> **Data excerpts**
#####
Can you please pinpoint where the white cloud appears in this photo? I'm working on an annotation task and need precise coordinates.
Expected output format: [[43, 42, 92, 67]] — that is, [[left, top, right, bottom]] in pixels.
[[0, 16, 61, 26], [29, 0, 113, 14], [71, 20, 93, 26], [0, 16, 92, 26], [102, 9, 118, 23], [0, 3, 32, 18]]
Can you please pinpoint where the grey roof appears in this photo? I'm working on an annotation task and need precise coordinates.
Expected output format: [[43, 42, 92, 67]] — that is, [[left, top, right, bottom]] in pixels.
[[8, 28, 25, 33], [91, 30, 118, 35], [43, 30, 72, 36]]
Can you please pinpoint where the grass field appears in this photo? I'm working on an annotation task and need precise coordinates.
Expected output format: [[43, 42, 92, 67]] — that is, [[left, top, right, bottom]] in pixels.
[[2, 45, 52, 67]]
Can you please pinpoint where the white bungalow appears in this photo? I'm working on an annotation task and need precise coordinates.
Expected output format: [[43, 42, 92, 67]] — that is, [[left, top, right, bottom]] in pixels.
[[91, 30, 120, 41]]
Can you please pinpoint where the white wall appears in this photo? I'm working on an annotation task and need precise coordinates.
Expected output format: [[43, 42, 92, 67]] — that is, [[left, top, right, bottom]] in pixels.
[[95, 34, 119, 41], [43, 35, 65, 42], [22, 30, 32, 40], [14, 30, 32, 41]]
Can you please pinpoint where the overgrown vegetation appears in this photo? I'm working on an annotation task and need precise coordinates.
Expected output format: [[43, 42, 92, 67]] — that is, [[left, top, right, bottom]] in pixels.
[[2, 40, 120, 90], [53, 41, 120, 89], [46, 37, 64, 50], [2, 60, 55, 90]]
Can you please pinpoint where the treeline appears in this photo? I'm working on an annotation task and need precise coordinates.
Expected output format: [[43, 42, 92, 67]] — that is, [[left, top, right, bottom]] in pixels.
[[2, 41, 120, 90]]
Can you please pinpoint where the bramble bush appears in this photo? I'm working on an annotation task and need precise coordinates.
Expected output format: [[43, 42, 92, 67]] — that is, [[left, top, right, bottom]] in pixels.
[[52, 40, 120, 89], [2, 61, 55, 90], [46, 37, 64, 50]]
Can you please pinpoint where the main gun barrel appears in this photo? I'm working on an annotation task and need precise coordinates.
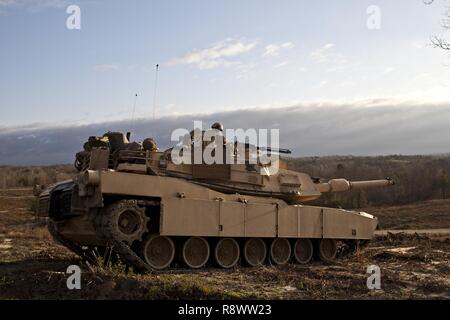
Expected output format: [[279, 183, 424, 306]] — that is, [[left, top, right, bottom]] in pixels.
[[316, 178, 395, 193]]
#####
> **Exercise directions**
Rewrite all of the records above as a Markdown table with the columns "Row" and "Text", one numbered row per line, skipping blank lines. Leave the pictures out.

> **Task output**
| Row | Text |
|---|---|
| 1 | Can you please pinpoint where the white cloud appears in this photo? I'm working on an annotation task and need precise coordinates. |
| 2 | Expected output format: [[43, 42, 92, 67]] — that is, [[left, top, right, bottom]] in pixels. |
| 3 | [[0, 16, 61, 26], [29, 0, 113, 14], [71, 20, 93, 26], [0, 16, 92, 26], [102, 9, 118, 23], [0, 3, 32, 18]] |
| 4 | Can you please pinpoint where the grey roof appears in this photo? I'm working on an annotation task and need precise coordinates. |
| 5 | Expected output format: [[43, 42, 92, 67]] — that is, [[left, top, right, bottom]] in pixels. |
| 6 | [[8, 28, 25, 33], [91, 30, 118, 35], [43, 30, 72, 36]] |
| 7 | Can you please pinpoint where the grass field appears in this photo? I'm working on an annotation task and need precise coordinates. |
| 8 | Expected output format: [[43, 42, 92, 67]] — that is, [[left, top, right, bottom]] in pixels. |
| 9 | [[2, 45, 52, 67]] |
| 10 | Can you please pinpoint where the white bungalow appears in this photo? I'm working on an annotation task and need precise coordinates. |
| 11 | Expected output format: [[43, 42, 92, 67]] — that is, [[left, top, right, bottom]] in pixels. |
| 12 | [[91, 30, 120, 41]] |
| 13 | Can you please pinpoint where the white wall appears in this photo? I'm working on an annotation task and need precise coordinates. |
| 14 | Expected output format: [[43, 42, 92, 67]] — that is, [[left, top, right, bottom]] in pixels. |
| 15 | [[95, 34, 119, 41], [43, 35, 65, 42], [22, 30, 32, 40], [14, 30, 32, 41]] |
| 16 | Can you please pinpoint where the overgrown vegetation appears in this photo? I'm working on an annotation task and need precise coordinates. |
| 17 | Expected output format: [[43, 42, 92, 67]] — that is, [[left, top, right, bottom]] in pixels. |
| 18 | [[2, 40, 120, 90], [53, 41, 120, 89], [46, 37, 64, 50], [2, 60, 55, 90]] |
| 19 | Can you please pinpoint where the treeline appears in this photo? I'm working on an annotation task and need precise coordinates. |
| 20 | Expected output format: [[43, 42, 92, 67]] — that is, [[left, top, right, bottom]] in pixels. |
| 21 | [[2, 41, 120, 90]] |
| 22 | Can you please pinpoint where the bramble bush appears in this photo? I'm working on an annotation task and need precise coordinates. |
| 23 | Expected output format: [[43, 42, 92, 67]] — that is, [[left, top, right, bottom]] in pixels. |
| 24 | [[52, 40, 120, 89], [2, 61, 55, 90], [46, 37, 64, 50]] |
| 25 | Can you please pinpoint where the main gun barrel appears in this photo? I'm working on an annotation task and need precise coordinates. |
| 26 | Expected output format: [[279, 183, 424, 306]] — that is, [[left, top, right, bottom]] in pixels. |
| 27 | [[316, 178, 395, 193]] |